**Problem statement**
Will you write out all the entries below exactly?

Extracted data entries
((

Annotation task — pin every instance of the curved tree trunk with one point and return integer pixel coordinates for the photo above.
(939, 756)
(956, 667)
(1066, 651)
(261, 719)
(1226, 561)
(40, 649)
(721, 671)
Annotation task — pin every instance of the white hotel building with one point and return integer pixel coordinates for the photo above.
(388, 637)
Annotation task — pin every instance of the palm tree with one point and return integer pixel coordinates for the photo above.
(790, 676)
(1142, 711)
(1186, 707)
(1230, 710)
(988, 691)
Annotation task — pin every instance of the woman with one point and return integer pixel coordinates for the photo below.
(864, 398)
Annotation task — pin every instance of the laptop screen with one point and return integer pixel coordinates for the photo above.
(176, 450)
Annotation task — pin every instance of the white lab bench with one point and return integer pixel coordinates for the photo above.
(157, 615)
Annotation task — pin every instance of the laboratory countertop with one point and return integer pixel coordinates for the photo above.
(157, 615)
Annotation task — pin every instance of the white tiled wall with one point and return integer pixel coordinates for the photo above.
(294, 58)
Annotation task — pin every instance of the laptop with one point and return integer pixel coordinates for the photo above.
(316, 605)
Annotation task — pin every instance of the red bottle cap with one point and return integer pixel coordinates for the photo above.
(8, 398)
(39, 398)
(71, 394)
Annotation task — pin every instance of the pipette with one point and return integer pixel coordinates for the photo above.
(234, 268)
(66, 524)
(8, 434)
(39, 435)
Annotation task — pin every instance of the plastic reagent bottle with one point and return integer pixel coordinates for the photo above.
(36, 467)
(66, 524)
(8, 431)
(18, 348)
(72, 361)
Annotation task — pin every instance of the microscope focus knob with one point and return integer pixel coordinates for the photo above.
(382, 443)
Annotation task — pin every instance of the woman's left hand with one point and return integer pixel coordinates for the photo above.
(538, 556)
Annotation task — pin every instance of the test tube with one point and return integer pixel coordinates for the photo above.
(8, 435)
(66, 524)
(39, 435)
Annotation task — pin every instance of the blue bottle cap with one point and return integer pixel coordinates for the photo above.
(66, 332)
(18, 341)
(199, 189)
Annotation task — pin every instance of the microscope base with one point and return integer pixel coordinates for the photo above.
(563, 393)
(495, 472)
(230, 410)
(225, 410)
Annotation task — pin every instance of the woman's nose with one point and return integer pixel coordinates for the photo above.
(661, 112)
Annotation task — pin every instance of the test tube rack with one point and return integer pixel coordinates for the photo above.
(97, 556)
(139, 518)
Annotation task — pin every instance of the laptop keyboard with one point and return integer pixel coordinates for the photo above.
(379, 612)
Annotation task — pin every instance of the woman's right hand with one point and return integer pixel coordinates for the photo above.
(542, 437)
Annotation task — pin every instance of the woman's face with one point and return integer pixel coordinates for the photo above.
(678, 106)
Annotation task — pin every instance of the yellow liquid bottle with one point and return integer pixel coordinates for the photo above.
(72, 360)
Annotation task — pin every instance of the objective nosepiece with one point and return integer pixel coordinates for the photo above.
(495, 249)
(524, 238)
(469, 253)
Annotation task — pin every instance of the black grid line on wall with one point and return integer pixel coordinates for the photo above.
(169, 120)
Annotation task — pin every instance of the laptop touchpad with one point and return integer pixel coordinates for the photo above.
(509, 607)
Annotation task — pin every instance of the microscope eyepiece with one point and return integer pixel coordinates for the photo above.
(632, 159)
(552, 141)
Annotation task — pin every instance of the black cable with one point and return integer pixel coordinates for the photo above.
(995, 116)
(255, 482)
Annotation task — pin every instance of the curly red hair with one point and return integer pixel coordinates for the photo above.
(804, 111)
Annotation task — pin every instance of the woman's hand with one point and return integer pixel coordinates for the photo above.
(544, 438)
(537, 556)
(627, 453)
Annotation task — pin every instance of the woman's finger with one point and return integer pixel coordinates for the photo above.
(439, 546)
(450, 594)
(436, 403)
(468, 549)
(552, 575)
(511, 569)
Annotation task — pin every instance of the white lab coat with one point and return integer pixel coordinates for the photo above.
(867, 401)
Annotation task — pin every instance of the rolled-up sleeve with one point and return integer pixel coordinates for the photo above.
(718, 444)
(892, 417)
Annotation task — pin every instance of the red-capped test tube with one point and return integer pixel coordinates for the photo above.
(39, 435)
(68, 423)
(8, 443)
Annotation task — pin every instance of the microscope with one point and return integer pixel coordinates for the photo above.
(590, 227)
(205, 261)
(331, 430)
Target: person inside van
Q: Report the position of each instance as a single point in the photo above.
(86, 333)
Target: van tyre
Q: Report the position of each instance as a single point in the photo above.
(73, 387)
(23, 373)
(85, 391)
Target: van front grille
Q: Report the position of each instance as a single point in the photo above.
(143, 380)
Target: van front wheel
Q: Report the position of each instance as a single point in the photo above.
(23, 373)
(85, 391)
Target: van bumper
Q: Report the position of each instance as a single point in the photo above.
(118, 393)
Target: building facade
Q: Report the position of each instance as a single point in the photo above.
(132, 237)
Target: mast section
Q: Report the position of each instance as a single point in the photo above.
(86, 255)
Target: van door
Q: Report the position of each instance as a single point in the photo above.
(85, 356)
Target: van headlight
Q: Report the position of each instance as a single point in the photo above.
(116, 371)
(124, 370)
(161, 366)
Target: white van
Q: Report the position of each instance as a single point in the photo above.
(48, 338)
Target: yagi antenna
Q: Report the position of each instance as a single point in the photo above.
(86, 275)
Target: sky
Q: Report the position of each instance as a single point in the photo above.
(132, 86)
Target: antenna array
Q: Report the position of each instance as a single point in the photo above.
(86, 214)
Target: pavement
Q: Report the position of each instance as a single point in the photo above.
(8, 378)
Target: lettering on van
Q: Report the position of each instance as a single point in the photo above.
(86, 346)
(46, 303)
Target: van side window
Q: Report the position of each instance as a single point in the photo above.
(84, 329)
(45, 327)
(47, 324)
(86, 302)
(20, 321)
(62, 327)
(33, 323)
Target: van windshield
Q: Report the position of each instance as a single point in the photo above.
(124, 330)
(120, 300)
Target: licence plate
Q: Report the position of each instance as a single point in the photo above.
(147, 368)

))

**Answer area**
Annotation task — pin every instance of the curved tree trunk with one point and return integer pixel coordinates for the photo above.
(939, 756)
(956, 667)
(1066, 651)
(261, 719)
(1226, 561)
(40, 649)
(721, 671)
Annotation task — pin every instance of the white hotel building with one point and return integer pixel coordinates for the photo above.
(388, 637)
Annotation task — pin every instance of the palm tree with one point and return integer pixel coordinates for the photo above.
(790, 676)
(1142, 711)
(1186, 707)
(1230, 710)
(988, 691)
Annotation task — pin every instance of the woman with one point and return integer pixel coordinates for the photo below.
(864, 398)
Annotation task — pin every instance of the laptop screen with one point and return integer pixel coordinates for the photo above.
(176, 450)
Annotation task — pin every instance of the white lab bench with one point and return integer pixel coordinates for the photo above.
(157, 615)
Annotation task — pin every instance of the laboratory countertop with one point and return integer pixel coordinates for the photo above.
(157, 615)
Annotation task — pin every instance of the white tiled wall with one point and return integer pixel coordinates for the photo above.
(294, 58)
Annotation task — pin every instance of the laptop with one point and return integer pixel coordinates for the photo above.
(316, 605)
Annotation task — pin every instance of the red bottle cap with one point and return integer pixel coordinates for the photo above.
(8, 398)
(39, 398)
(71, 394)
Annotation task — pin every instance of the pipette with one point and return integer pixel coordinates for the photo above.
(234, 268)
(66, 524)
(8, 434)
(39, 435)
Annotation task — pin every instance of the plastic reagent bottle with one point and return integer pixel coordinates for the photo above.
(36, 467)
(66, 524)
(8, 431)
(18, 348)
(72, 361)
Annotation task — pin every instance of the microscope focus knob with one point and return integer pixel coordinates for the photo above.
(382, 443)
Annotation task — pin every instance of the woman's left hand with one point and return integer pixel coordinates for the photo above.
(538, 556)
Annotation task — pin every instance of the test tube with one point and return integer pixel coordinates for the photo above.
(8, 435)
(66, 524)
(39, 435)
Annotation task — pin every instance of the blue bottle cap with one point and return integer pixel coordinates for the photo above.
(66, 332)
(18, 341)
(199, 189)
Annotation task — pin every instance of the microscope base with one point and return integer pixel coordinates for the photo above.
(563, 393)
(495, 472)
(230, 410)
(225, 410)
Annotation task — pin every instance of the woman's nose with one point and return integer pixel coordinates for the photo above.
(661, 112)
Annotation task — pin every instance of the test tube rack with one point and return integer pixel coordinates for the photo above.
(97, 556)
(139, 518)
Annotation task — pin every instance of the laptop keyboard with one point and return integer pixel coordinates for the photo above.
(379, 612)
Annotation task — pin every instance of the woman's right hand with one point and return integer pixel coordinates for the photo above.
(542, 437)
Annotation task — pin every instance of the woman's face with one point and return integer pixel coordinates for the photo above.
(678, 106)
Annotation task — pin every instance of the yellow liquid bottle with one point and return integer pixel coordinates for the photo above.
(72, 360)
Annotation task — pin every instance of the objective nosepiece with one point and return integer pixel coordinates for the photo above.
(495, 249)
(524, 238)
(469, 253)
Annotation task — pin every instance of the black grid line on wall with one point and return integer pixel coordinates for the photo above.
(169, 120)
Annotation task — pin every instance of the laptop touchpad with one point and return integer pixel coordinates for the photo above.
(509, 607)
Annotation task — pin every instance of the microscope eyepiece with one point and return integer pixel coordinates for the photo above.
(632, 159)
(552, 141)
Annotation task — pin every instance of the black cable with one point and return integer pixel coordinates for the photo above.
(995, 116)
(255, 482)
Annotation task — pin every instance of the curly red hair with one point and return integer pixel coordinates for the photo above.
(804, 111)
Annotation task — pin every instance of the woman's hand with one point and return integer pixel coordinates for the photo above.
(544, 438)
(537, 556)
(627, 453)
Annotation task — pin every instance of the woman's finger with one point and return integer pixel coordinates for the photo above.
(439, 546)
(450, 594)
(436, 403)
(468, 549)
(552, 575)
(511, 569)
Annotation task — pin every instance of the white lab coat with one point and return integer pixel coordinates for the photo above.
(867, 401)
Annotation task — pin every instance of the rolled-up sleeve with one point and return integer pixel coordinates for the photo above.
(718, 444)
(892, 417)
Annotation task — pin every instance of the red-capped test tube with one point and return integer pixel coordinates for the photo above.
(39, 435)
(68, 423)
(8, 443)
Annotation task — pin every instance of the microscope with one point and return integer pixel coordinates for the photo above.
(590, 227)
(205, 261)
(331, 430)
Target: person inside van
Q: Report the position of each instance as a single point in the photo above.
(86, 333)
Target: van tyre
Q: Report the position of each instance as a single point in the photo above.
(73, 387)
(23, 373)
(85, 391)
Target: van front grille
Q: Report the position of each instance as a single point in the photo above.
(143, 380)
Target: van front wheel
Q: Report the position of each instance as a single point in the photo above.
(23, 373)
(85, 391)
Target: van bumper
Q: Report the position of each instance as a single point in the photo above.
(118, 393)
Target: building facade
Q: Report the position of each instance as a single point in the photo above.
(132, 237)
Target: mast section
Q: Report the position of each instance as a single point in the photo above.
(86, 255)
Target: van door
Q: Report the position of each instance as a single point in the photo above.
(85, 356)
Target: van headlight
Q: Report the position of each instance as a single point in the photo above.
(116, 371)
(124, 370)
(161, 366)
Target: white van
Q: Report the position of each instance as a single point in the photo above.
(48, 338)
Target: yagi antenna
Q: Report the position of each instance as a single point in the photo above.
(86, 275)
Target: sky
Q: Report the position of each instance as a single point in the photo above.
(132, 86)
Target: antenna array
Q: Report the position of each instance as a single point in the photo above.
(86, 214)
Target: pavement
Q: Report the position of each instance as a single point in the photo above.
(8, 378)
Target: lettering on van
Q: Report the position of each instance as a single point in the photo above.
(86, 346)
(46, 303)
Target: van side window
Q: Report the position of each instance as a single point in the photo above.
(84, 329)
(45, 327)
(47, 324)
(86, 302)
(20, 321)
(62, 327)
(33, 323)
Target: van windshield
Q: Report the position of each instance as a single point in the photo above.
(124, 330)
(120, 300)
Target: licence plate
Q: Report the position of each instance as a single point in the photo above.
(147, 368)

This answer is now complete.